[Items listed in a dataset]:
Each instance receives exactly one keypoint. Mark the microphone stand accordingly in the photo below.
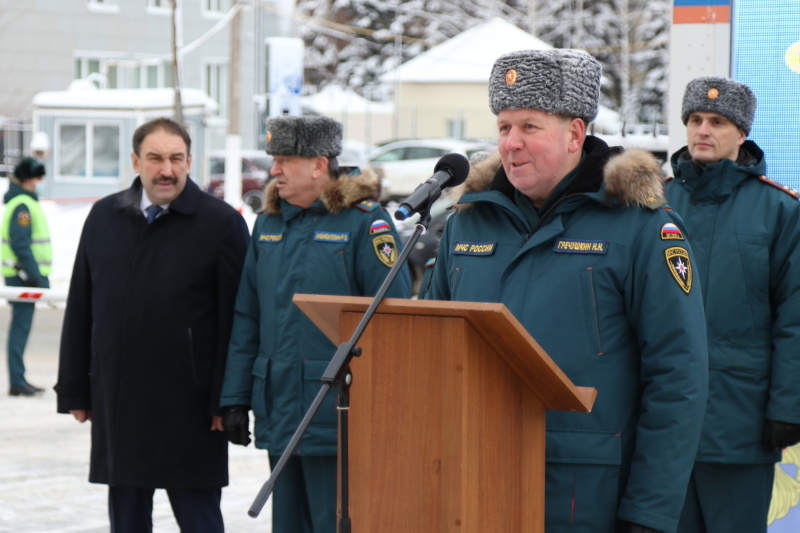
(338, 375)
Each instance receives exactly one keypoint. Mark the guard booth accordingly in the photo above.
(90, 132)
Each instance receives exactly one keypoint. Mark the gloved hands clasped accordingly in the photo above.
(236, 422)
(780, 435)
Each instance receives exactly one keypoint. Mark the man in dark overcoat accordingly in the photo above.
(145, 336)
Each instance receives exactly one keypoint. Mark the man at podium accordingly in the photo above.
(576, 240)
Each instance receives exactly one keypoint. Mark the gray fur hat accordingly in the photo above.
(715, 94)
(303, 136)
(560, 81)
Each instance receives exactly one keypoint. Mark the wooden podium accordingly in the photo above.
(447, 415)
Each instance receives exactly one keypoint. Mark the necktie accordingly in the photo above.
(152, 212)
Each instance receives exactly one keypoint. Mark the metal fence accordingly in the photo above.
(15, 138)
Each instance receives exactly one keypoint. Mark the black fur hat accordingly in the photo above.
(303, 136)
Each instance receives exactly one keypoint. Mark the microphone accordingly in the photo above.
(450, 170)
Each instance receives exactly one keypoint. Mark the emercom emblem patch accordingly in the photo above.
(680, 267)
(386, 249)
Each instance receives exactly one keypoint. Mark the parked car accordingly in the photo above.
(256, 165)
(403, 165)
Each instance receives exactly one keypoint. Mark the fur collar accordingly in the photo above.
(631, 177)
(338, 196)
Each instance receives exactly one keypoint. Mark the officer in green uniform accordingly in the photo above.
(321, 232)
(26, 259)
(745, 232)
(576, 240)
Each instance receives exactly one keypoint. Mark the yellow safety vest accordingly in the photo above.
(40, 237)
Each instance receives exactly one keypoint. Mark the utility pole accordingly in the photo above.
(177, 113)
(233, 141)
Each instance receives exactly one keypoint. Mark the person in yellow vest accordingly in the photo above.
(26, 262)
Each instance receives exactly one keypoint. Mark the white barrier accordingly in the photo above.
...
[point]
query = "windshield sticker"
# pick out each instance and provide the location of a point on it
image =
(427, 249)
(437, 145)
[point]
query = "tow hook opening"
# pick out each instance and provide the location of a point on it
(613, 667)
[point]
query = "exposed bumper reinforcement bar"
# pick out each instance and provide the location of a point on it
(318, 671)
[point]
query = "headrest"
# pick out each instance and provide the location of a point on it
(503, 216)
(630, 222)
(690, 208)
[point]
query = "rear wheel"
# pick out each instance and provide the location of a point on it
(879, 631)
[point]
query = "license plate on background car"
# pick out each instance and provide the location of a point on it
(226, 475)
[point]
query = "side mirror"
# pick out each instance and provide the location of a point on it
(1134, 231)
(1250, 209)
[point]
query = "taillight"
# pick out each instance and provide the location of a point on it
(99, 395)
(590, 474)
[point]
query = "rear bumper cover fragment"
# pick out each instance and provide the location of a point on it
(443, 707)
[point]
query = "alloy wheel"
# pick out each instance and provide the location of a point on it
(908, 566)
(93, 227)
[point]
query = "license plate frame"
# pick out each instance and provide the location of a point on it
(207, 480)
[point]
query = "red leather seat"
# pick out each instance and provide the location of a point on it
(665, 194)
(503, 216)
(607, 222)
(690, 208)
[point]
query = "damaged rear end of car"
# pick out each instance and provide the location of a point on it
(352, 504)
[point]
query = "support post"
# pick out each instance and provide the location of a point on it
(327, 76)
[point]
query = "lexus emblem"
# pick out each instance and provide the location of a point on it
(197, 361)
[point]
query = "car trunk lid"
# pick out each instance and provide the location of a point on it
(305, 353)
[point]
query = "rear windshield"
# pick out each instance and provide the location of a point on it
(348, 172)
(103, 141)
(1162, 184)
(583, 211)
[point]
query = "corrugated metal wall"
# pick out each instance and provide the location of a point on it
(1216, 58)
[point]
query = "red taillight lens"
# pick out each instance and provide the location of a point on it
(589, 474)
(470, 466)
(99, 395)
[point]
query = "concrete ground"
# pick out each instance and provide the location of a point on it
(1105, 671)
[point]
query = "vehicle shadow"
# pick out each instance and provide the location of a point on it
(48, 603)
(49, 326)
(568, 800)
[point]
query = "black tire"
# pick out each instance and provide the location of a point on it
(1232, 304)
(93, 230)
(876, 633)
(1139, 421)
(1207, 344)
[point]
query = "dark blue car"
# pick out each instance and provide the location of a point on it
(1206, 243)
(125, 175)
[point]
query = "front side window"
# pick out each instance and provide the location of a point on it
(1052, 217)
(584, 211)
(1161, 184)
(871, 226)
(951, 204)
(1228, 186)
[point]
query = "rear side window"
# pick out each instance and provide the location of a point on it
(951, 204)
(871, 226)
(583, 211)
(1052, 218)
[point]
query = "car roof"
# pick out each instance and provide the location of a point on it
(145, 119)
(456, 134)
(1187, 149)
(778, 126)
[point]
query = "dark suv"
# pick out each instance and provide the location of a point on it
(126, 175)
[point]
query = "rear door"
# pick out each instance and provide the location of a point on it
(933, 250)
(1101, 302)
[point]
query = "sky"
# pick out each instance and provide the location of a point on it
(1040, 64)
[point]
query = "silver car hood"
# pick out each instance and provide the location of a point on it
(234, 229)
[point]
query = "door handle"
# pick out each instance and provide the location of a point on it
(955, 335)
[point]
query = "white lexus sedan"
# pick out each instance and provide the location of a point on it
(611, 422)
...
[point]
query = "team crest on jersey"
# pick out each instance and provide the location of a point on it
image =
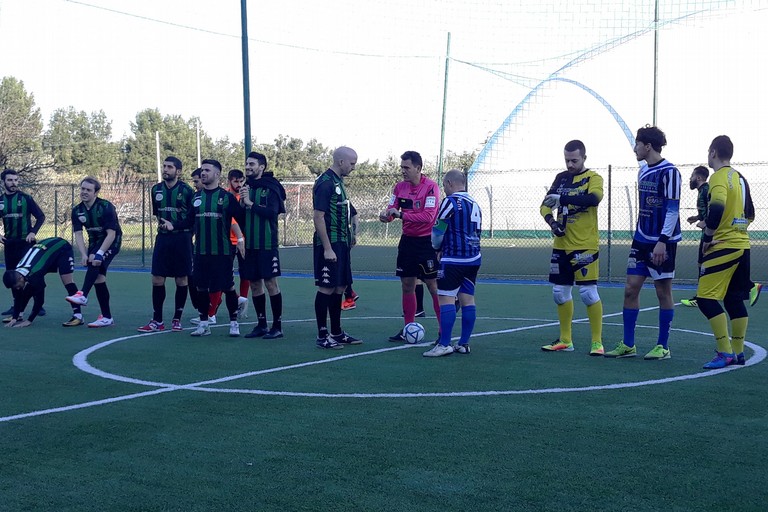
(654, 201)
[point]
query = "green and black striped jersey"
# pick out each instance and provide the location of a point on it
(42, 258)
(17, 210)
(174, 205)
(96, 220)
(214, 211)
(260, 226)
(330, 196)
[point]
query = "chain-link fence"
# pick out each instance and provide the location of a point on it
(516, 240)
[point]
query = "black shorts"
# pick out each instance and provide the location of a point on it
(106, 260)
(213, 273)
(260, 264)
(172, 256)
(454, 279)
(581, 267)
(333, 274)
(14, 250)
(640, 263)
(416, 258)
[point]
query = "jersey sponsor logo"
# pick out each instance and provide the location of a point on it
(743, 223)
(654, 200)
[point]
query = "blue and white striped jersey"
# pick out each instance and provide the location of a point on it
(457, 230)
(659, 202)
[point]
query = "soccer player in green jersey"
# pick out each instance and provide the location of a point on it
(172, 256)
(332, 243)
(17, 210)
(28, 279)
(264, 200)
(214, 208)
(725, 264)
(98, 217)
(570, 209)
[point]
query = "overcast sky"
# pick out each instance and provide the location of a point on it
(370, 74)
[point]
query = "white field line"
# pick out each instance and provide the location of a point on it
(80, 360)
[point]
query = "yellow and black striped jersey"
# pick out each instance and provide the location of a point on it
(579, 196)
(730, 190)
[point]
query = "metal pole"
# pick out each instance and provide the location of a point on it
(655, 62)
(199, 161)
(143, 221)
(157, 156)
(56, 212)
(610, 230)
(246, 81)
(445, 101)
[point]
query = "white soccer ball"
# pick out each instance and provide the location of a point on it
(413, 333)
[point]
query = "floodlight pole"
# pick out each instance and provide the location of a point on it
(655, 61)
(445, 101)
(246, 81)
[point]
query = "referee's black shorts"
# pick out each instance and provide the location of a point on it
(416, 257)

[The task]: Please go through the data above and copy each line containing the word "side".

[Final answer]:
query = "side mirror"
query = "front side window"
query = "rear side window"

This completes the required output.